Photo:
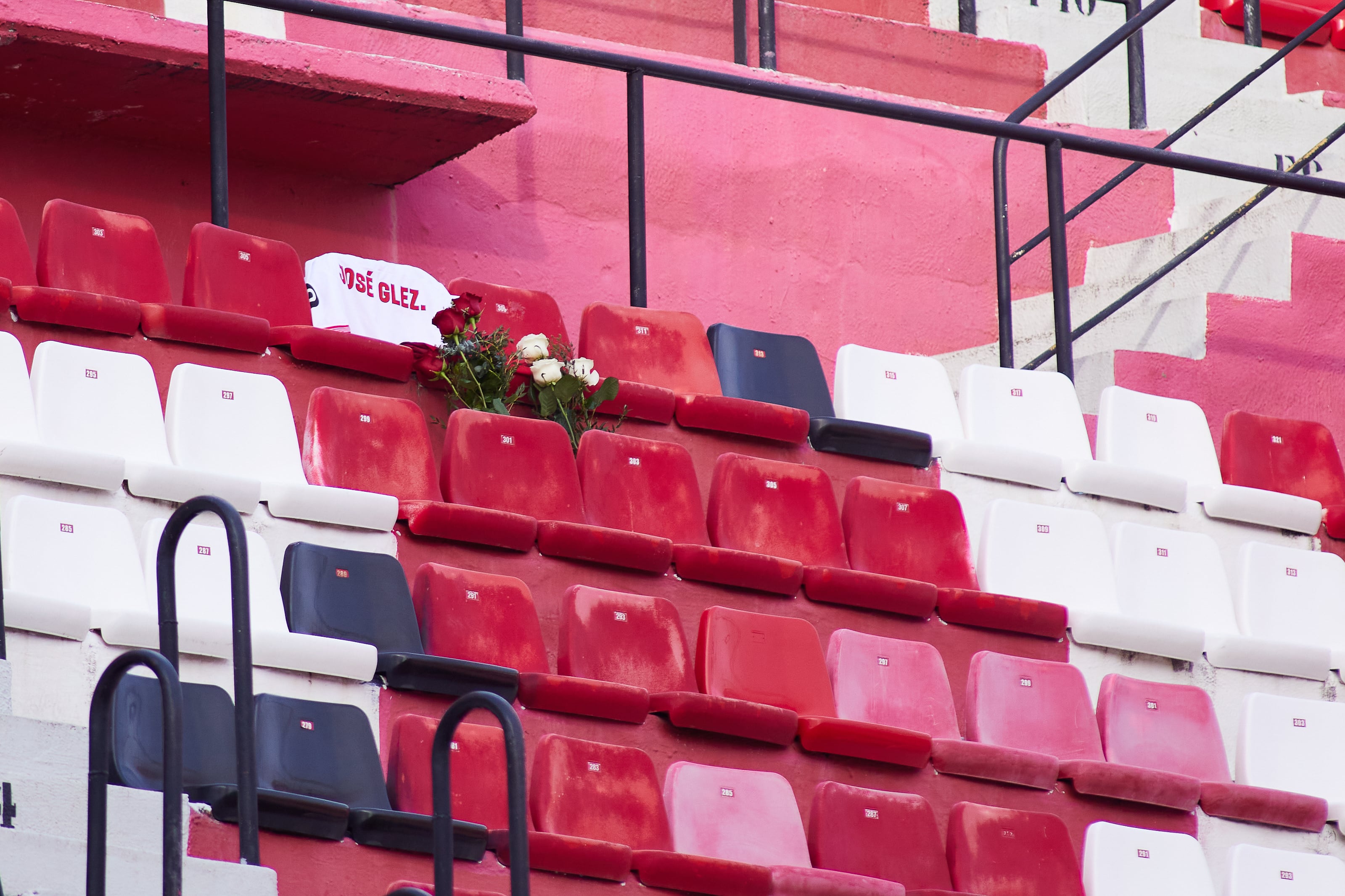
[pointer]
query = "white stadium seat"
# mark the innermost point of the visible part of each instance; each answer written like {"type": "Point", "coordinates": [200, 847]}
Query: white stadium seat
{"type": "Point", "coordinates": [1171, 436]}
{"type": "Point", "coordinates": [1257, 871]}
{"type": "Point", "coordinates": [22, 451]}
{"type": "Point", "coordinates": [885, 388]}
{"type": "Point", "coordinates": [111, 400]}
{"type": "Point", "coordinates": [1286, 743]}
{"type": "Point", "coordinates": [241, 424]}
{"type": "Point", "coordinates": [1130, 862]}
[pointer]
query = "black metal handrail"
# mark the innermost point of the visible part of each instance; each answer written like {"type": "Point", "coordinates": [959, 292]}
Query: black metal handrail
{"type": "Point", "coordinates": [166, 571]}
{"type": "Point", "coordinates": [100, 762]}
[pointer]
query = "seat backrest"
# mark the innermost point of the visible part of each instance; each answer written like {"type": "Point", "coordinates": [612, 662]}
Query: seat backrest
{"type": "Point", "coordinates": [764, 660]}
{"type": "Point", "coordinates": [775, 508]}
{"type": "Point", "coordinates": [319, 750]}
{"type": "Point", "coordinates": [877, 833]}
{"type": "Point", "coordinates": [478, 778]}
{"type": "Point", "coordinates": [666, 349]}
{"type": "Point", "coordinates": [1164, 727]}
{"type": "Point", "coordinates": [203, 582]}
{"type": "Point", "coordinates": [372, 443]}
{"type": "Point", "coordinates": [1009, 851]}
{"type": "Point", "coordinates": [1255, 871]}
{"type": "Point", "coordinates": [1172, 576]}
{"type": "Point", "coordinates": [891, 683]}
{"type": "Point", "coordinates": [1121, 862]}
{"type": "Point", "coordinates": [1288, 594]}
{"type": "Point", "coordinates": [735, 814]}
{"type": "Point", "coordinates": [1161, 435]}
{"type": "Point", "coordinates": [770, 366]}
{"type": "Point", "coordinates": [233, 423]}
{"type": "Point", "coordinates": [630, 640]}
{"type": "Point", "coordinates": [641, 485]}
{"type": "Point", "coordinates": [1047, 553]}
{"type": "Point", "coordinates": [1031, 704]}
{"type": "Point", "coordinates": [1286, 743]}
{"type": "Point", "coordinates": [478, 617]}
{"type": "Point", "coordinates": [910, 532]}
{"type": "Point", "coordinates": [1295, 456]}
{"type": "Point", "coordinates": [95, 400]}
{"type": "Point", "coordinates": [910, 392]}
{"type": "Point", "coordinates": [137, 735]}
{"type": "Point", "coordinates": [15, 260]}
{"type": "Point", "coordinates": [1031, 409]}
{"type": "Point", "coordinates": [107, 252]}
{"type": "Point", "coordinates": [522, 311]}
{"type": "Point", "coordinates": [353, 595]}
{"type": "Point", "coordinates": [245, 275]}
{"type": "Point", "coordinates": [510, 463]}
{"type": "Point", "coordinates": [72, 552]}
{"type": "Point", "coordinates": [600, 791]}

......

> _What to do_: Retype the entries word for word. Omit any images.

> _Task response_:
Photo:
[pointer]
query = "white stadium seat"
# mark the innermost point of the visible part of each instance; each answer written like {"type": "Point", "coordinates": [200, 847]}
Query: white stadium seat
{"type": "Point", "coordinates": [1171, 436]}
{"type": "Point", "coordinates": [1257, 871]}
{"type": "Point", "coordinates": [22, 451]}
{"type": "Point", "coordinates": [885, 388]}
{"type": "Point", "coordinates": [111, 400]}
{"type": "Point", "coordinates": [1286, 743]}
{"type": "Point", "coordinates": [241, 424]}
{"type": "Point", "coordinates": [1130, 862]}
[pointer]
query = "black metal handrail"
# mark the innermost point of the visible part of each instance; each answer written like {"type": "Point", "coordinates": [959, 292]}
Query: black metal handrail
{"type": "Point", "coordinates": [166, 571]}
{"type": "Point", "coordinates": [100, 762]}
[pointer]
query = "seat backrest"
# mark the innermost point of the visible part of each instance; each answer written like {"type": "Point", "coordinates": [612, 662]}
Query: seat backrest
{"type": "Point", "coordinates": [764, 660]}
{"type": "Point", "coordinates": [775, 508]}
{"type": "Point", "coordinates": [319, 750]}
{"type": "Point", "coordinates": [877, 833]}
{"type": "Point", "coordinates": [478, 778]}
{"type": "Point", "coordinates": [666, 349]}
{"type": "Point", "coordinates": [1164, 727]}
{"type": "Point", "coordinates": [203, 582]}
{"type": "Point", "coordinates": [372, 443]}
{"type": "Point", "coordinates": [1009, 851]}
{"type": "Point", "coordinates": [1255, 871]}
{"type": "Point", "coordinates": [1172, 576]}
{"type": "Point", "coordinates": [891, 683]}
{"type": "Point", "coordinates": [1121, 862]}
{"type": "Point", "coordinates": [1288, 594]}
{"type": "Point", "coordinates": [735, 814]}
{"type": "Point", "coordinates": [1161, 435]}
{"type": "Point", "coordinates": [770, 366]}
{"type": "Point", "coordinates": [233, 423]}
{"type": "Point", "coordinates": [630, 640]}
{"type": "Point", "coordinates": [641, 485]}
{"type": "Point", "coordinates": [1047, 553]}
{"type": "Point", "coordinates": [1031, 704]}
{"type": "Point", "coordinates": [1286, 743]}
{"type": "Point", "coordinates": [478, 617]}
{"type": "Point", "coordinates": [910, 532]}
{"type": "Point", "coordinates": [1295, 456]}
{"type": "Point", "coordinates": [95, 400]}
{"type": "Point", "coordinates": [910, 392]}
{"type": "Point", "coordinates": [137, 735]}
{"type": "Point", "coordinates": [15, 260]}
{"type": "Point", "coordinates": [1031, 409]}
{"type": "Point", "coordinates": [107, 252]}
{"type": "Point", "coordinates": [522, 311]}
{"type": "Point", "coordinates": [353, 595]}
{"type": "Point", "coordinates": [245, 275]}
{"type": "Point", "coordinates": [510, 463]}
{"type": "Point", "coordinates": [72, 552]}
{"type": "Point", "coordinates": [600, 791]}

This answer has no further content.